● Task goal
Update the listing starting at the line containing "Return one point per instance of the man's" and ending at the end of the listing, changing "open laptop" to "closed laptop" and leaving everything else unchanged.

>>>

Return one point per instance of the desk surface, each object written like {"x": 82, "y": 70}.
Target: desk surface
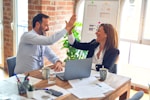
{"x": 121, "y": 85}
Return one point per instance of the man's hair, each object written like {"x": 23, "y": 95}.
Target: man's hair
{"x": 38, "y": 18}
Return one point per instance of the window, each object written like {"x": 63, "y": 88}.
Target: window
{"x": 146, "y": 30}
{"x": 20, "y": 20}
{"x": 1, "y": 32}
{"x": 130, "y": 20}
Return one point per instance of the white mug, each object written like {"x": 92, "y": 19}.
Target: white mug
{"x": 45, "y": 73}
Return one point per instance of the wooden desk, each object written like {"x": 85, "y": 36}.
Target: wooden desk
{"x": 121, "y": 85}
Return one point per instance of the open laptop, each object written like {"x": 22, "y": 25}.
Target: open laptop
{"x": 76, "y": 69}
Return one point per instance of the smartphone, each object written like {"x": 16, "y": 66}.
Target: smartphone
{"x": 54, "y": 92}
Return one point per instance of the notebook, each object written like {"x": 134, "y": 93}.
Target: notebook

<<<

● Solution to the exercise
Return one point per instance of the man's hair, each object written like {"x": 23, "y": 95}.
Target: man's hair
{"x": 38, "y": 18}
Return one point per instance of the window, each object written like {"x": 63, "y": 88}.
Target: window
{"x": 146, "y": 30}
{"x": 20, "y": 20}
{"x": 1, "y": 32}
{"x": 130, "y": 20}
Return one point per instance of the white mug, each object written like {"x": 92, "y": 19}.
Target: white mug
{"x": 45, "y": 73}
Return one point per instance of the wooden desk, each object written like {"x": 85, "y": 36}.
Target: wooden desk
{"x": 121, "y": 85}
Return one point per instance of the closed laptop, each object written like {"x": 22, "y": 25}.
Target: closed laptop
{"x": 76, "y": 69}
Return one point per instance of the smartphone, each object written like {"x": 16, "y": 66}.
Target: smartphone
{"x": 54, "y": 92}
Return one point per instance of the notebook, each object written like {"x": 134, "y": 93}.
Target: notebook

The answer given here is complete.